• [BRIEF]
Write out each entry, exactly the way it appears.

• [SUPPLIED RECORDS]
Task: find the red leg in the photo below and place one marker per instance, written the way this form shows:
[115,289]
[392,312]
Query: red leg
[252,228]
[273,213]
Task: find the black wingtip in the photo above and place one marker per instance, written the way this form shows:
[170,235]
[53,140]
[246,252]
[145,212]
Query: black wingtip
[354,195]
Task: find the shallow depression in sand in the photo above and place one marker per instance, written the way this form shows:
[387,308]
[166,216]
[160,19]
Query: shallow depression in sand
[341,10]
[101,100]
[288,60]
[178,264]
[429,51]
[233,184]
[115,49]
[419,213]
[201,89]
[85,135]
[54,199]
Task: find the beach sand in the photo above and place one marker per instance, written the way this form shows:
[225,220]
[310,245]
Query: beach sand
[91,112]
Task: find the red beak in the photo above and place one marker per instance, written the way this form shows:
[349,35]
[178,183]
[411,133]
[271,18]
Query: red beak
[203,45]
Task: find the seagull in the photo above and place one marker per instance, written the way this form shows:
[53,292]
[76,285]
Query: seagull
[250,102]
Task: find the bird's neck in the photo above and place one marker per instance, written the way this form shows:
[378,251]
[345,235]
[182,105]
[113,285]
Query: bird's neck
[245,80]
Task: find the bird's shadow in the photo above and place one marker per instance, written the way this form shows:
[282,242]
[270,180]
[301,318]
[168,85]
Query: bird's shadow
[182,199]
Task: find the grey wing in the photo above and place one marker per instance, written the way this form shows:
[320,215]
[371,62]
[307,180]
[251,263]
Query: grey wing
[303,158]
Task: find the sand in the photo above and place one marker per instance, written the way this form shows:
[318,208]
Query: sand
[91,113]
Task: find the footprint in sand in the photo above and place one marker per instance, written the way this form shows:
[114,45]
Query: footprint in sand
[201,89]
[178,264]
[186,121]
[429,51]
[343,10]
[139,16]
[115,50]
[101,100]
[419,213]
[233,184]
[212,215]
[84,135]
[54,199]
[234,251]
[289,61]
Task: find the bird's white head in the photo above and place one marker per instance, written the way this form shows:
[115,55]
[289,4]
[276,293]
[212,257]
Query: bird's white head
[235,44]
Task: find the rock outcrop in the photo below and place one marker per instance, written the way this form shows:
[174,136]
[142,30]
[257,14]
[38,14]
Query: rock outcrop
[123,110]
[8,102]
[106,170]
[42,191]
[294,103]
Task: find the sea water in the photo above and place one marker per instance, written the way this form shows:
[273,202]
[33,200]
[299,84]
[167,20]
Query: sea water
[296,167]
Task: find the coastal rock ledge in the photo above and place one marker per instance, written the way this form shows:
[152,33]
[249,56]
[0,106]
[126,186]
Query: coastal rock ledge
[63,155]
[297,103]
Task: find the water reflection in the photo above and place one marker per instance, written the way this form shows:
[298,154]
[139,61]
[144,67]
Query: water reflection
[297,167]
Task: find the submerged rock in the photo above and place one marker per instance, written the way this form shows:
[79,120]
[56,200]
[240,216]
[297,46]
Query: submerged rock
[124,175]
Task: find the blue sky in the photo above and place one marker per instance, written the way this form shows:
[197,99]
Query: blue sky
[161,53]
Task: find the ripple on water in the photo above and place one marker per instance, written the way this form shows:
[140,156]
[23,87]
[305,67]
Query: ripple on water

• [COMPLETE ANSWER]
Task: find the red leg in the photo below and place one marker per instance, written the way this form shows:
[115,289]
[392,312]
Query: red leg
[252,228]
[273,213]
Task: find the black wingtip in the photo above and place one marker per instance, written the way this form shows:
[170,235]
[53,140]
[246,252]
[145,212]
Query: black wingtip
[354,195]
Task: find the shallow depression in sand in the photo above and place one marker per instance, written the way this form shows:
[387,308]
[166,216]
[160,19]
Query: shallow depression in sand
[341,10]
[101,100]
[288,60]
[178,264]
[429,51]
[233,184]
[115,49]
[419,213]
[201,89]
[85,135]
[54,199]
Task: find the beach sand in the photo above and place one marker per instance, written the way this form shows:
[225,220]
[310,245]
Query: beach sand
[91,112]
Task: find the red beak in the photo above and place one marker per instance, written the way this form shows:
[349,35]
[178,183]
[411,133]
[271,18]
Query: red beak
[203,45]
Task: find the seagull in the photo above and place one marker per instance, written the way this form shows:
[53,292]
[76,285]
Query: seagull
[250,102]
Task: find the bird's neck in the photo above and place one marker per instance, written the way this form shows:
[378,251]
[345,235]
[182,105]
[113,285]
Query: bird's neck
[245,80]
Task: find the bird's shadow in the photo above and place one marker per instance, written the way this form shows:
[282,242]
[270,180]
[301,318]
[168,85]
Query: bird's shadow
[182,199]
Task: find the grey wing in the photo above and place one marker per instance, written the way this form shows:
[320,215]
[371,62]
[307,180]
[251,263]
Query: grey wing
[303,158]
Task: find the sand in the photo above and place one marker per instance, written the way this form shows:
[318,208]
Query: sand
[91,113]
Task: find the footprint in sand in the photo above and place one marker per instance, written the way this form shows:
[114,45]
Query: footprint in sand
[201,89]
[178,264]
[186,121]
[429,51]
[343,10]
[139,16]
[115,50]
[101,100]
[419,213]
[233,184]
[212,215]
[84,135]
[54,199]
[234,251]
[289,61]
Task: find the bird's white head in the photo above and place one marker per instance, written the way this form shows:
[115,55]
[289,4]
[276,293]
[212,257]
Query: bird's white head
[235,44]
Task: find the rock outcrop in the photo below and place one marker per instance, written the way this form shows:
[174,136]
[142,30]
[257,14]
[38,14]
Query: rock outcrop
[123,110]
[8,102]
[106,170]
[42,191]
[294,103]
Task: find the sea water in the photo above and place one marker per instance, written the way this form shows:
[273,202]
[33,200]
[299,84]
[167,20]
Query: sea water
[296,167]
Task: find the coastal rock ledge in the photo above and place one marker per instance, written the way this form shows:
[152,33]
[249,56]
[0,106]
[126,186]
Query: coastal rock ledge
[63,155]
[297,103]
Task: find the water reflection in the photo above and place one marker per instance, written the way this form shows:
[298,154]
[139,61]
[144,67]
Query: water reflection
[297,167]
Task: find the submerged rock in the photo above and place one marker per instance, written the way this form shows:
[79,120]
[56,200]
[240,216]
[297,46]
Query: submerged rock
[124,175]
Task: find the blue sky in the photo above and place one marker per instance, written the way this form shows:
[197,99]
Query: blue sky
[161,53]
Task: find the ripple on water in the photo above and place one marker per instance, written the way this form shows:
[140,156]
[23,87]
[305,67]
Query: ripple on water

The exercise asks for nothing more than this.